§ **DOCUMENT SEGMENT**
Dr Whyte will make his first speech as party leader at the annual conference in Villa Maria Estate Winery Auckland. Photo / Natalie Slade
New Act leader Jamie Whyte will today announce that Act wants the entire 826-page Resource Management Act to be dumped, describing it as a law that interferes with people and their use of property.
The radical policy move goes a lot further than the party's current policy of modifying it.
"There are far too many powers currently being given to various times of groups and bureaucrats around the country to interfere with people and the use of their property," Dr Whyte told the Weekend Herald.
Dr Whyte, a philosopher and writer, is due to speak to his first speech as party leader in Villa Maria Estate Winery Auckland today at the annual conference dubbed the "thriller at the villa".
John Banks relinquished the leadership last night at a closed-door annual meeting in Newmarket.
Reporters were barred from Mr Banks' farewell speech by the board.
Mr Banks announced his resignation in December, after being committed for trial on filing a false electoral return relating to his Auckland mayoral campaign.
The party is planning a proper farewell to Mr Banks, the sole Act MP in the current Parliament, after his court case has finished.
Dr Whyte won the leadership in a contest with former party president John Boscawen, who says he plans to attend the conference.

§ **GIVEN EXERCISE A**
According to the news article on Act's new leader, how many pages long is the Resource Management Act?
§ **GIVEN EXERCISE B**
Resume the news article about Jamie Whyte becoming Act leader, picking up after its final sentence.
The rows that come next have nothing to do with the article.

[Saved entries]

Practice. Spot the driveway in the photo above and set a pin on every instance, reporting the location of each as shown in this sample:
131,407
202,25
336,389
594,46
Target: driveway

§ **EXERCISE RESPONSE A**
826 pages.

§ **EXERCISE RESPONSE B**
He has already given notice of his intention to take the party back to the policies of the 90s - cutting the role of the state and taxes in people's lives.
The Resource Management Act sets the rules around large and small-scale development and protection of the environment.
It was largely developed under Labour but passed by National in 1991, with many major amendments since.
He said the Resource Management Act had been bad law from the start.
"People have tried to fix it, fix it, fix it - but it is inherently an ill-conceived piece of legislation."
The only justification for law of its kind would be to address a serious market failure and if there was no remedy through the common law."
"We may have another environmental kind of a law, but it would be nothing like the RMA in its ambition."
Dr Whyte paid tribute to Mr Banks last night, telling the Weekend Herald that the party was grateful getting the party's charter schools policy implemented.
"We don't know yet if he will be convicted. We hope not. But he was alone in Parliament and he got through the partnership schools stuff, and the party is incredibly grateful to him for that."
In speaking notes for last night's meeting, Mr Banks said Act's success this election year was critical.
"There is no future is one seat parties."
He advised the party that "less policy is better than more policy".
"Our policy must be consistent with our values. Our messages must stay on target, delivered with clarity and passion and repeated time and time again."
Dr Whyte made headlines this week for departing from his party's message rather dramatically in answering questions about his personal view on incest laws - that there should be none for consenting adults.
Last night, he said he had sent of apology to the Act board - "not apologising for my opinions but saying I'm sorry; that was pretty amateurish. I let you down and I'm sorry about that. That's what I said".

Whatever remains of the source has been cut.